Swap "photograph" for "image" throughout all the material below, keeping everything else the same. Omit the pictures from your copy.

══ Data for processing ══

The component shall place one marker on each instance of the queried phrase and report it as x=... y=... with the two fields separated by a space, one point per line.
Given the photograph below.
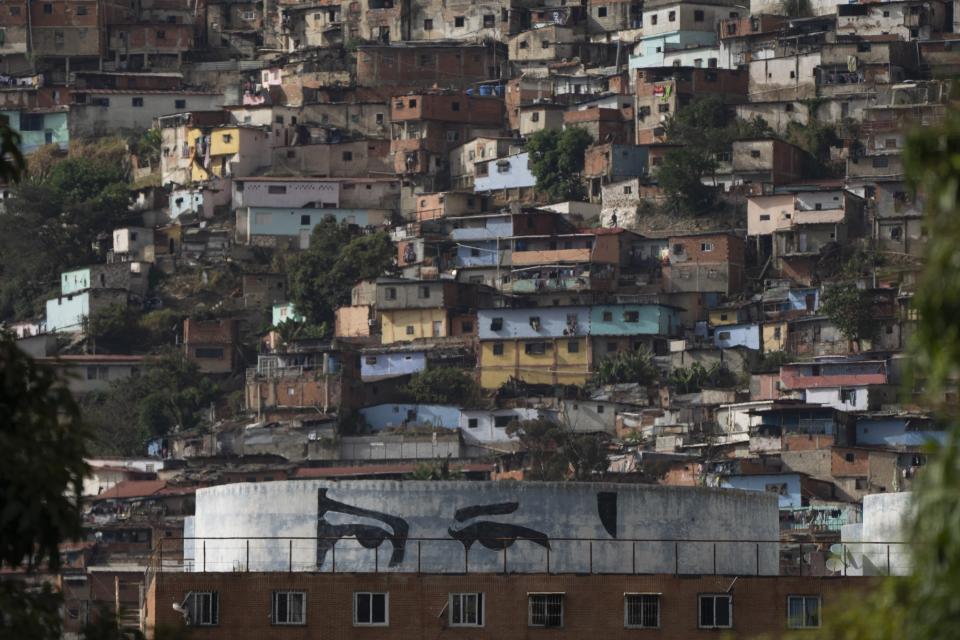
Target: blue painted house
x=39 y=128
x=535 y=322
x=737 y=335
x=785 y=485
x=375 y=365
x=897 y=431
x=634 y=319
x=395 y=416
x=256 y=224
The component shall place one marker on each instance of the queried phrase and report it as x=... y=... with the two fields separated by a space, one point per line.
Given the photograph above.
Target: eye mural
x=369 y=536
x=494 y=535
x=607 y=510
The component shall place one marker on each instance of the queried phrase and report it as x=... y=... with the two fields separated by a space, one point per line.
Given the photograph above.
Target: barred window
x=803 y=612
x=289 y=607
x=466 y=609
x=546 y=609
x=203 y=608
x=641 y=610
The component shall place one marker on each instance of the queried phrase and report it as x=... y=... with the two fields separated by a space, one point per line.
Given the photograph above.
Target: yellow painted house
x=535 y=361
x=400 y=325
x=219 y=152
x=774 y=336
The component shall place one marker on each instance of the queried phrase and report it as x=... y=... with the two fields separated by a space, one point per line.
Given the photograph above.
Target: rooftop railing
x=380 y=553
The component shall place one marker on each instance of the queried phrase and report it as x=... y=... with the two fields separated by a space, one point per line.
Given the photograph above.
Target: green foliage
x=27 y=614
x=322 y=276
x=51 y=224
x=556 y=161
x=772 y=361
x=41 y=477
x=444 y=385
x=627 y=366
x=12 y=164
x=681 y=174
x=696 y=377
x=434 y=471
x=555 y=453
x=850 y=310
x=147 y=146
x=169 y=395
x=816 y=138
x=704 y=128
x=924 y=605
x=116 y=328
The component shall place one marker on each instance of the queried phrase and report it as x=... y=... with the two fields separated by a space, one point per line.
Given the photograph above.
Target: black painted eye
x=497 y=535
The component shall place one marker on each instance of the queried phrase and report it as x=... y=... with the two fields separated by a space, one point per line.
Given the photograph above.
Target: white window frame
x=478 y=609
x=386 y=608
x=545 y=596
x=714 y=596
x=803 y=621
x=214 y=608
x=626 y=610
x=276 y=607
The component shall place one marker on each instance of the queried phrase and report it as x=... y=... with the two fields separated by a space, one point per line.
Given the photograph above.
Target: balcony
x=550 y=256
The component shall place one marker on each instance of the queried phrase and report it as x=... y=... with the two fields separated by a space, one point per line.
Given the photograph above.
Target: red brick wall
x=840 y=466
x=64 y=13
x=593 y=604
x=446 y=67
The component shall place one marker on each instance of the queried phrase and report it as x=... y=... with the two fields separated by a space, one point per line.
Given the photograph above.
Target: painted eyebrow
x=498 y=509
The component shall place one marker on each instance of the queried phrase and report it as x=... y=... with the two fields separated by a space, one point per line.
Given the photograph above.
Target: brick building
x=390 y=605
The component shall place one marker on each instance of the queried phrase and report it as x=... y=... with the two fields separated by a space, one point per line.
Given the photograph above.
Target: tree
x=444 y=385
x=851 y=311
x=52 y=223
x=542 y=441
x=697 y=377
x=681 y=174
x=321 y=277
x=171 y=394
x=116 y=327
x=924 y=605
x=556 y=161
x=635 y=366
x=41 y=478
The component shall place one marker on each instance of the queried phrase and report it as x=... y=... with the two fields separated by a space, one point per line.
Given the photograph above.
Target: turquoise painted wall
x=53 y=131
x=651 y=319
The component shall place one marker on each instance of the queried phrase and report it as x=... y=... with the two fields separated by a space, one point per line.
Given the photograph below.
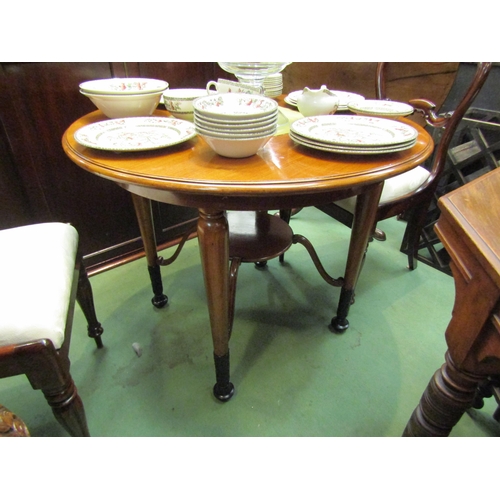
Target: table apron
x=243 y=202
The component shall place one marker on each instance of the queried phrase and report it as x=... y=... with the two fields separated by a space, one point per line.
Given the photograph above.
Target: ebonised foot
x=338 y=325
x=224 y=392
x=159 y=301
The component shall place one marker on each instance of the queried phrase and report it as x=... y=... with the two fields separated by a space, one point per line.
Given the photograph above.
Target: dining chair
x=411 y=193
x=42 y=275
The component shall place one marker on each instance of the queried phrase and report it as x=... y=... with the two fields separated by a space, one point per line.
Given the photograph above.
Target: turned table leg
x=362 y=228
x=213 y=237
x=448 y=395
x=145 y=219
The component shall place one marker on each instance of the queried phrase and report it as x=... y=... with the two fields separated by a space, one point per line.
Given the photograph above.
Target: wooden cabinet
x=38 y=183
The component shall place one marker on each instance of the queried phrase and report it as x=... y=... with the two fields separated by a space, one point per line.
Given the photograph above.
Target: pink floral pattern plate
x=234 y=106
x=354 y=131
x=135 y=134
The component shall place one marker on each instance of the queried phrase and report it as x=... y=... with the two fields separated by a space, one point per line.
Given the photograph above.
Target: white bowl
x=179 y=102
x=234 y=106
x=123 y=106
x=122 y=86
x=236 y=148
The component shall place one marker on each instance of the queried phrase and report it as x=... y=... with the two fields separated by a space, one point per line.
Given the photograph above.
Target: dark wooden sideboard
x=38 y=183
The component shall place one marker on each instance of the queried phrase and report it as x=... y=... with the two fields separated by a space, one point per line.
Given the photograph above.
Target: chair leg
x=85 y=299
x=48 y=370
x=411 y=238
x=68 y=409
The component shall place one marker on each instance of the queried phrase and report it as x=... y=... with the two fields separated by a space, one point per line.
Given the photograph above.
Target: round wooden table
x=281 y=176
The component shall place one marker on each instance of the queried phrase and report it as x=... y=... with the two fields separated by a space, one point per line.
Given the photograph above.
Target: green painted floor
x=293 y=376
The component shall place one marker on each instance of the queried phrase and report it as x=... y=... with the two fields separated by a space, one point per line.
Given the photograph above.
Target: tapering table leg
x=213 y=237
x=448 y=395
x=362 y=228
x=145 y=219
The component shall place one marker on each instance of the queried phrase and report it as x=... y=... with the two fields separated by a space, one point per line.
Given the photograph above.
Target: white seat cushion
x=394 y=187
x=36 y=274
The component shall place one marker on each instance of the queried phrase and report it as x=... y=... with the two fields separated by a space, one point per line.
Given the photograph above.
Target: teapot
x=317 y=102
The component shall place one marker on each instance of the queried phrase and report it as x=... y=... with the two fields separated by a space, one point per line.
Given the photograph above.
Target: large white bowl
x=123 y=86
x=179 y=102
x=123 y=106
x=236 y=148
x=234 y=106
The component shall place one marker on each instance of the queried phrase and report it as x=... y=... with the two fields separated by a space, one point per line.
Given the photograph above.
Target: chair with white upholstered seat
x=41 y=276
x=411 y=193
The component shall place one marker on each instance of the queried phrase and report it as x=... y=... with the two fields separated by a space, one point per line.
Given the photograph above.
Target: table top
x=282 y=171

═══

### Correct result
The component shall place one marker on each instance of the queried phrase and report it as x=... y=... with the two fields separated by a space, one point per line.
Given the image below.
Target: blue painted house
x=39 y=128
x=535 y=322
x=737 y=335
x=785 y=485
x=375 y=365
x=897 y=431
x=634 y=319
x=395 y=416
x=256 y=224
The component shall place one marker on each instance of the queried phrase and report it as x=... y=... with the two fields separated by a space, one point per line.
Given the image above.
Target: eye mural
x=369 y=536
x=494 y=535
x=607 y=510
The component shall place one marker on each instance of the queried phrase and report it as x=... y=... with the two fields separated by a space, one point per line.
Given the image above.
Target: barred window
x=803 y=612
x=289 y=607
x=466 y=609
x=546 y=609
x=203 y=608
x=641 y=610
The component shall place one marker on each instance of the queried phrase and report it as x=... y=... with the two fields separated by a space, one point per line.
Given the image above.
Target: yellow painted house
x=535 y=361
x=400 y=325
x=219 y=152
x=774 y=336
The component shall place one marker on each instance of the queried phrase and report it as x=... y=... with the two fields separated by a space, one point per line.
Given the image above.
Target: rooftop railing
x=380 y=553
The component shall place one marker on each instance of the queried phrase and report it as x=... y=... with the two fields separated by a space, one point per line.
Given the image above.
Target: green foliage
x=27 y=614
x=322 y=276
x=51 y=224
x=556 y=161
x=772 y=361
x=41 y=477
x=444 y=385
x=627 y=366
x=12 y=164
x=681 y=174
x=696 y=377
x=434 y=471
x=555 y=453
x=850 y=310
x=147 y=146
x=169 y=395
x=816 y=138
x=704 y=128
x=924 y=605
x=116 y=328
The component shall place one marker on each instance of the queried phrase and report it as x=... y=... with the two fields separated by a space, one point per line.
Given the image above.
Target: black painted eye
x=497 y=535
The component shall place one marker on each instance of the queried phrase and report it as x=... y=... with the two fields separated by a space, one point per line.
Given the image above.
Target: white window frame
x=478 y=609
x=386 y=608
x=545 y=596
x=714 y=596
x=803 y=621
x=214 y=608
x=626 y=610
x=276 y=607
The component shall place one marker on each instance of the queried phrase and report it as x=... y=... with the two fields separated by a space, one point per line.
Given the image above.
Target: balcony
x=550 y=256
The component shall place one marker on each instance of the queried phrase and report it as x=... y=... with the two fields separated by a space, one point per line.
Given the image above.
Target: red brick wall
x=840 y=466
x=64 y=13
x=593 y=604
x=446 y=67
The component shall place one marker on each instance of the queried phrase and report it as x=... y=... with the two fields separated by a space, one point per line.
Given the image above.
Target: painted eyebrow
x=498 y=509
The component shall place one marker on each instance of the queried phrase and report it as x=... y=... with the two fields separated by a space, one point per line.
Given the image above.
Target: brick building
x=390 y=605
The component shall place one marker on each instance of the queried phrase and report it as x=... y=... with the two fields separated by a space, one point per line.
Given the image above.
Target: tree
x=444 y=385
x=851 y=311
x=52 y=223
x=542 y=441
x=697 y=377
x=681 y=174
x=321 y=277
x=171 y=394
x=116 y=327
x=924 y=605
x=556 y=161
x=635 y=366
x=41 y=478
The component shall place one marker on each instance of the queried phrase and report it as x=... y=... with the two fields separated by a space, one point per line.
Given the image above.
Target: turquoise painted wall
x=53 y=131
x=651 y=319
The component shall place one marker on each instance of the queried phrase and report it as x=... y=... with the two fields separated by a space, one point per line.
Given the image below.
Target: table apron
x=243 y=202
The component shall place one marker on each instance of the queried phrase and report it as x=... y=... with the two fields separated by a space, one point per line.
Given the image above.
Target: ebonised foot
x=338 y=325
x=224 y=392
x=159 y=301
The component shall place one marker on each instance of the queried phrase and report it as x=... y=... with the two fields separated by a space, one point per line.
Given the image above.
Target: dining chair
x=411 y=193
x=42 y=275
The component shall place one marker on each instance of the queried phrase and report it as x=... y=... with the two fields separated by a space, one point per line.
Given the image above.
Target: turned table leg
x=362 y=228
x=213 y=237
x=448 y=395
x=145 y=219
The component shall place one marker on each instance of the queried phrase and report it as x=... y=... with the two fields separated by a space, one point per line.
Given the image above.
Target: wooden cabinet
x=38 y=183
The component shall place one marker on each instance of the queried phrase and report it as x=... y=... with the two fields separated by a space, one point per line.
Given the image above.
Target: pink floral pattern plate
x=234 y=106
x=354 y=131
x=135 y=134
The component shall place one marker on each instance of the queried phrase and report it as x=... y=... with the two fields separated by a space, one point per line.
Given the image above.
Target: white bowl
x=179 y=102
x=234 y=106
x=123 y=106
x=122 y=86
x=236 y=148
The component shall place one marker on each instance of the queried phrase and report it as x=... y=... with the two fields separated by a space, one point per line.
Given the image above.
Target: dark wooden sideboard
x=38 y=183
The component shall place one marker on each instance of the queried phrase and report it as x=... y=... with the two fields separated by a space, one point per line.
Given the image above.
Target: chair leg
x=85 y=299
x=48 y=370
x=411 y=238
x=68 y=409
The component shall place one marker on each instance of the queried phrase and report it as x=... y=... with the two fields separated by a space, one point per line.
Given the image above.
Target: round wooden table
x=281 y=176
The component shall place one marker on each instance of the queried phrase and report it as x=... y=... with the two fields separated by a space, one point per line.
Given the image above.
Target: green painted floor
x=293 y=376
The component shall place one marker on each instance of the queried phrase and report it as x=... y=... with the two fields separated by a space, one point per line.
Given the image above.
Target: tapering table leg
x=213 y=237
x=448 y=395
x=362 y=228
x=145 y=219
The component shall place one marker on each instance of the queried phrase and report it as x=... y=... with the two fields separated by a space, one point per line.
Given the image above.
Target: white seat cushion
x=394 y=187
x=36 y=274
The component shall place one marker on each instance of the queried phrase and report it as x=... y=... with the two fields separated by a space, one point per line.
Given the image above.
Target: teapot
x=317 y=102
The component shall place one marker on each instance of the queried phrase and report it as x=... y=... with the two fields separated by a space, one point per line.
Given the image above.
Target: large white bowl
x=123 y=86
x=179 y=102
x=123 y=106
x=236 y=148
x=234 y=106
The component shall place one marker on each instance of the queried phrase and report it as x=... y=... with the two fields separated by a space, one point per line.
Given the image above.
Target: chair with white upholstered seat
x=41 y=276
x=411 y=193
The component shall place one marker on each instance of the queried phrase and report it as x=... y=... with the two fields separated by a space, one point per line.
Given the image above.
Target: table top
x=282 y=171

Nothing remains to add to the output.